Records shown:
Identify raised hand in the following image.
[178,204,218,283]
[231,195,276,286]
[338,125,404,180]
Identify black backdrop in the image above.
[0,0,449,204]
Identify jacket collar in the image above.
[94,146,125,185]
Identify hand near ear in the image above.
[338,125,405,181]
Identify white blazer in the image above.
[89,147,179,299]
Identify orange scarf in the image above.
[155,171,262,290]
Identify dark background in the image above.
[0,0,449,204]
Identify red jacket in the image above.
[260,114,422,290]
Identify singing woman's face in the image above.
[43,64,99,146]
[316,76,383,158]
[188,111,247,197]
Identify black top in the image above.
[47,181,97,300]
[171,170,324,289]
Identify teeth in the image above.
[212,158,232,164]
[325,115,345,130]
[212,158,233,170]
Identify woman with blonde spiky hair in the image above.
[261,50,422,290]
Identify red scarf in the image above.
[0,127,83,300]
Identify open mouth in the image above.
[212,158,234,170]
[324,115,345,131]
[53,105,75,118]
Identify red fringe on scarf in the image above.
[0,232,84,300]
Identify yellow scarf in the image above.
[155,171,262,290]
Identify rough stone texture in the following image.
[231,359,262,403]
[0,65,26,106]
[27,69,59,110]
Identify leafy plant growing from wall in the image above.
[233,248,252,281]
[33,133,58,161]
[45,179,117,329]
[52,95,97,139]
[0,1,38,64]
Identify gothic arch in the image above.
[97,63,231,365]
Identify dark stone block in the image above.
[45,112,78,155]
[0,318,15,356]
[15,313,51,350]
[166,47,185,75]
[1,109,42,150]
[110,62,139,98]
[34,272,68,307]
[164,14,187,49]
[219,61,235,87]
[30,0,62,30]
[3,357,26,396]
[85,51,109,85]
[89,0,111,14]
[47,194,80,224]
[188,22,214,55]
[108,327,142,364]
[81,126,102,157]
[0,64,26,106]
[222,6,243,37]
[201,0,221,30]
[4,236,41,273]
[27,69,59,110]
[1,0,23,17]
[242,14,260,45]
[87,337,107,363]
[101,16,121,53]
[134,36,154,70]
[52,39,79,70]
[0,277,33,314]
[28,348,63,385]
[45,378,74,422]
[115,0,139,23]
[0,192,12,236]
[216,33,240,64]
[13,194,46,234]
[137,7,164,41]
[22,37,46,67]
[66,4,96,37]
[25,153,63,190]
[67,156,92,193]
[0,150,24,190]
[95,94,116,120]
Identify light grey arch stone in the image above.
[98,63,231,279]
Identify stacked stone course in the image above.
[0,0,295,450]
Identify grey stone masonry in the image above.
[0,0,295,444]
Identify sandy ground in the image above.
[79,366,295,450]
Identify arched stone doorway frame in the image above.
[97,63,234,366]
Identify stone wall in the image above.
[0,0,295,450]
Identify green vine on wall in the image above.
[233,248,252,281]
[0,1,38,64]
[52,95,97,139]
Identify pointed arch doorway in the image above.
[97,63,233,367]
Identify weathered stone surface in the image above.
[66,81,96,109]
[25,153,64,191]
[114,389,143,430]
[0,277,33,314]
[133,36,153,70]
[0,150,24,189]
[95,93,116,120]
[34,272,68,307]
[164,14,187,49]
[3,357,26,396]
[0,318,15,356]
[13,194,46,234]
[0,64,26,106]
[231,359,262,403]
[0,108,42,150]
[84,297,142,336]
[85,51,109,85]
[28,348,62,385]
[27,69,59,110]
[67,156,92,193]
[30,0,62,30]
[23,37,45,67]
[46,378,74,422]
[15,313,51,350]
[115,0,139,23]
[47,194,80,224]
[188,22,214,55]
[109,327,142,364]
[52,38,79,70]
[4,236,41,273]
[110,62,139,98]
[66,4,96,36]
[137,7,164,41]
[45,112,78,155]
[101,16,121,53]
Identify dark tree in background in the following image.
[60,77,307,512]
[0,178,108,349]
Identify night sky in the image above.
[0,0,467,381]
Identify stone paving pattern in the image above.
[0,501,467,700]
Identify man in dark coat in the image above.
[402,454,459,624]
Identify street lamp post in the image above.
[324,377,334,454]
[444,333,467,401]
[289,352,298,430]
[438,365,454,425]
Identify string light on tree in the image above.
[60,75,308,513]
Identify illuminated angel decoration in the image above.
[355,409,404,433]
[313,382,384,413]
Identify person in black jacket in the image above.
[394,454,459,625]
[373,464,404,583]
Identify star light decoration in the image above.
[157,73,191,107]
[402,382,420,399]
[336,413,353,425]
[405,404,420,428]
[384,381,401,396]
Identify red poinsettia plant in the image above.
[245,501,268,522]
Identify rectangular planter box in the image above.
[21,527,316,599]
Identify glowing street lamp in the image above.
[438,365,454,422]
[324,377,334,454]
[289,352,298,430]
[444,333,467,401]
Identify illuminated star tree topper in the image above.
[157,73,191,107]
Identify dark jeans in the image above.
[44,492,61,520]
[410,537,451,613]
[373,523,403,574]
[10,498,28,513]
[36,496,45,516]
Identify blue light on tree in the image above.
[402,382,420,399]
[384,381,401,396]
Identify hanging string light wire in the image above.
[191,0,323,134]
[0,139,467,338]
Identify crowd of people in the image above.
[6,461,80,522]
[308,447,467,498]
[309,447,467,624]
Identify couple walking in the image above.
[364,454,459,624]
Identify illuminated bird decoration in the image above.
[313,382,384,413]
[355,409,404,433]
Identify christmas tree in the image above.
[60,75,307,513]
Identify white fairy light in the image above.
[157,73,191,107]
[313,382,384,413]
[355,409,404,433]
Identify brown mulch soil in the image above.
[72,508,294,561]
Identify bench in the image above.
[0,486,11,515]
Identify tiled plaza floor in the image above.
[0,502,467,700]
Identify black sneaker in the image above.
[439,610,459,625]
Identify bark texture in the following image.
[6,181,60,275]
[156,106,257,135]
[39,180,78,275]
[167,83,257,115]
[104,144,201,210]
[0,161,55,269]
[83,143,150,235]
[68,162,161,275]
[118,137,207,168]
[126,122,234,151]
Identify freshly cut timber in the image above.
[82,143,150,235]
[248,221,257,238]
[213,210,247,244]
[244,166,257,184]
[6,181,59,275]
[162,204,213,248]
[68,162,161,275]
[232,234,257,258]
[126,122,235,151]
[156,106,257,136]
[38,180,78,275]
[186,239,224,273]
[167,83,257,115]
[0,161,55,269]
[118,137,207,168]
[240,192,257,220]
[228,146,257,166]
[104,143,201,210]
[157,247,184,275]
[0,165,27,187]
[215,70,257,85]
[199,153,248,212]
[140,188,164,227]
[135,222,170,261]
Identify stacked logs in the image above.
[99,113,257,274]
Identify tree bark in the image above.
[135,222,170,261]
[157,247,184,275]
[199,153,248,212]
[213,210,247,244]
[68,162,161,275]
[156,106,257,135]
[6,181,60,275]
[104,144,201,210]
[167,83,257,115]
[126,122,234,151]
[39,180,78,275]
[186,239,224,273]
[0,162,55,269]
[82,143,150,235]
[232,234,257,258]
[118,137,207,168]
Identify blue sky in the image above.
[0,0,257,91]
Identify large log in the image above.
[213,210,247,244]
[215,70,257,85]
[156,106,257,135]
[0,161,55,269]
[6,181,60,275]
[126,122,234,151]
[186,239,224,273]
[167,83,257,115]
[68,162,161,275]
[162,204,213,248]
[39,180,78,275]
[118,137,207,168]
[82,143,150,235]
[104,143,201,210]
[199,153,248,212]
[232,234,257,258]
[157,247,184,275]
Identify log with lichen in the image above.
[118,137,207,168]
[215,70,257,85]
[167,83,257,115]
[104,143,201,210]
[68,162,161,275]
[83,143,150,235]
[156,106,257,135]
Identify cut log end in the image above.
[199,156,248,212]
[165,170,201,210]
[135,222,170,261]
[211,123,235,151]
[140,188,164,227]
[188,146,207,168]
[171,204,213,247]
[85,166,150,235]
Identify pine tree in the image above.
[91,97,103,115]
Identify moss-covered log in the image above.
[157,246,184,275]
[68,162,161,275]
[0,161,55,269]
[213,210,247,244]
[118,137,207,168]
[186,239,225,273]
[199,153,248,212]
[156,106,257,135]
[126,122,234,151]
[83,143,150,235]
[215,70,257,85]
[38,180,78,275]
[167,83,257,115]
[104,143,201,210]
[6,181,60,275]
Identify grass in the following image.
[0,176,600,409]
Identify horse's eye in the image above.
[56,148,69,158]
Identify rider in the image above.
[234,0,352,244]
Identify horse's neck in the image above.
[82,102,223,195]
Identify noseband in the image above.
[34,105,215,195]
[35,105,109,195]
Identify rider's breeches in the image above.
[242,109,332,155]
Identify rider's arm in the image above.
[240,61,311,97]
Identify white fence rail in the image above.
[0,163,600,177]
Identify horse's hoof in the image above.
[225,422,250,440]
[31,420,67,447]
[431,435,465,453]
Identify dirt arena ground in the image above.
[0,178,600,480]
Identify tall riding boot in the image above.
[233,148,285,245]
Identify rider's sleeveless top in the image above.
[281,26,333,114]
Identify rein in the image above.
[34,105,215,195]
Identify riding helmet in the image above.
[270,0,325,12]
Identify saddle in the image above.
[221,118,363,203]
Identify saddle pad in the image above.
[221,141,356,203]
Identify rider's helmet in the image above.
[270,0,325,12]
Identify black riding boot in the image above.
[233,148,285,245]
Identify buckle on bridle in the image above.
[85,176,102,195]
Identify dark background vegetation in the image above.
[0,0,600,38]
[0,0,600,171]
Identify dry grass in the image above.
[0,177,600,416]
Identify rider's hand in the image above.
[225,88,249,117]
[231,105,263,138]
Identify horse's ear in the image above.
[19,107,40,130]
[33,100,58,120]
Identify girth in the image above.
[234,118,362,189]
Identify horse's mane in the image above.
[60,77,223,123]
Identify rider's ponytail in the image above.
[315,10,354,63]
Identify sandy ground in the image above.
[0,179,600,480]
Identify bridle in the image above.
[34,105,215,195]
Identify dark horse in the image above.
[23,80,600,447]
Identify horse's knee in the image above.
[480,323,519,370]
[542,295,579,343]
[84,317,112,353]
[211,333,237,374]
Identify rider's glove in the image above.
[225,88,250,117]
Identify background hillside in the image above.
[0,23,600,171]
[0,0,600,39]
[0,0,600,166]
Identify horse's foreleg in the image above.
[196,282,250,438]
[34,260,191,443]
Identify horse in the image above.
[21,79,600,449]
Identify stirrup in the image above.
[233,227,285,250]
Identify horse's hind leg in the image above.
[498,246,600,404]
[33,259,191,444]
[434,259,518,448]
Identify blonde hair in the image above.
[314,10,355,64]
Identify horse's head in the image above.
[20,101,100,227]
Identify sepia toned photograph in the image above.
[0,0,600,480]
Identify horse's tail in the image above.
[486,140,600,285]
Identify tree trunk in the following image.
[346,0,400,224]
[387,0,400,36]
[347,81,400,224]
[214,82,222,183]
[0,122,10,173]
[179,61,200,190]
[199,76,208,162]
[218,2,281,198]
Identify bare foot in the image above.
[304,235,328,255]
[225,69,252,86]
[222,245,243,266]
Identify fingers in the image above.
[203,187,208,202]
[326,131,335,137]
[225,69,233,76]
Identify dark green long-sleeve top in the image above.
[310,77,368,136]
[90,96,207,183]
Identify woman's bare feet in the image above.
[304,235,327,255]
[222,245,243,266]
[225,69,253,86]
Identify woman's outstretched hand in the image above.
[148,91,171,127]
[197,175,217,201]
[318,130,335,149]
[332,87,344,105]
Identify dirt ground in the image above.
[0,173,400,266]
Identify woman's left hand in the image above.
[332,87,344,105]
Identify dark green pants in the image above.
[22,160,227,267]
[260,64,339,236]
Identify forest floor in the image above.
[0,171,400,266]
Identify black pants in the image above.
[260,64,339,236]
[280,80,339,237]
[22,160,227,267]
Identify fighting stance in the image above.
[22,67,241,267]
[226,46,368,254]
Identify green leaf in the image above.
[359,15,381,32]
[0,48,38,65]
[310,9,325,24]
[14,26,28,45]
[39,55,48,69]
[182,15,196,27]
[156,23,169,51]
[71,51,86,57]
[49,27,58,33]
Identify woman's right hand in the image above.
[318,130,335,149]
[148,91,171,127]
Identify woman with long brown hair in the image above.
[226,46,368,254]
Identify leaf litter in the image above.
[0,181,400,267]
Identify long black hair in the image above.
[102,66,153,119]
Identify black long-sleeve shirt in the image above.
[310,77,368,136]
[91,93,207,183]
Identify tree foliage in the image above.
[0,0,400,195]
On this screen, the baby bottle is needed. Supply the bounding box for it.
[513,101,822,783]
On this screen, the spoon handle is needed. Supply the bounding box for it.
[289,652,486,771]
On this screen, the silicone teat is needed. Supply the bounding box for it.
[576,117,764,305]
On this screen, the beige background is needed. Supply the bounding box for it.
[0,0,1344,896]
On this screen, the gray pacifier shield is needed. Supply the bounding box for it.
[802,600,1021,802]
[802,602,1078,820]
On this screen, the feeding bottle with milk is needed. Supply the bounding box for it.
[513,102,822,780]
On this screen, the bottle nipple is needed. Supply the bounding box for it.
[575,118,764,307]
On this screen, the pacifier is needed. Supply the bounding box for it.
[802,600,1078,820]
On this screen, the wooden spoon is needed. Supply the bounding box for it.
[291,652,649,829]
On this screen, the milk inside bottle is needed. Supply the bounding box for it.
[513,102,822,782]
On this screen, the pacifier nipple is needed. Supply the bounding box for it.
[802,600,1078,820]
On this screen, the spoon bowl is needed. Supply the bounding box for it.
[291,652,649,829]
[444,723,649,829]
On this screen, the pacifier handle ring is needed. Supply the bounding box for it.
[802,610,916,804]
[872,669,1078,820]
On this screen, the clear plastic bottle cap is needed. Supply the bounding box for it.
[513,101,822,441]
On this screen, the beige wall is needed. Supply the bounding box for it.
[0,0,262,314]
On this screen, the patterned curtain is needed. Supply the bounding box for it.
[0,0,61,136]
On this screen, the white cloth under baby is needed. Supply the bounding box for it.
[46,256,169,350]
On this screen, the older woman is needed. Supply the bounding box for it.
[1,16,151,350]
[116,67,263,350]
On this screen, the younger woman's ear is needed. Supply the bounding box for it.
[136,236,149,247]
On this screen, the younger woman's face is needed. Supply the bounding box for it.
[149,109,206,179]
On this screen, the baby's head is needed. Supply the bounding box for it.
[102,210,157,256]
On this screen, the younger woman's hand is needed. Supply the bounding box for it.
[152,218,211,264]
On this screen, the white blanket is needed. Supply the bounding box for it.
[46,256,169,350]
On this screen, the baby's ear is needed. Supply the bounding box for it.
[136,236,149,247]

Task directions:
Can you give the part of the listing above that begins at the line containing "Identify freshly cut" and ends after the line containing "[99,113,257,274]" as a Markdown table with the columns No. and Entry, numbering each line and leaving out blank lines?

Worked answer:
| No. | Entry |
|---|---|
| 1 | Identify freshly cut timber in the image above. |
| 2 | [82,143,150,235] |
| 3 | [248,221,257,238] |
| 4 | [213,210,247,244] |
| 5 | [244,166,257,184] |
| 6 | [6,181,59,275] |
| 7 | [162,204,213,248] |
| 8 | [68,162,161,275] |
| 9 | [232,234,257,258] |
| 10 | [126,122,235,151] |
| 11 | [156,106,257,136] |
| 12 | [38,180,78,275] |
| 13 | [186,239,224,273] |
| 14 | [167,83,257,115] |
| 15 | [0,161,55,269] |
| 16 | [118,137,207,168] |
| 17 | [240,192,257,220] |
| 18 | [228,146,257,166] |
| 19 | [104,143,201,210] |
| 20 | [157,247,184,275] |
| 21 | [0,165,27,187] |
| 22 | [215,70,257,85] |
| 23 | [199,153,248,212] |
| 24 | [140,188,164,227] |
| 25 | [135,222,170,261] |
| 26 | Identify stacked logs in the image above. |
| 27 | [99,113,257,274] |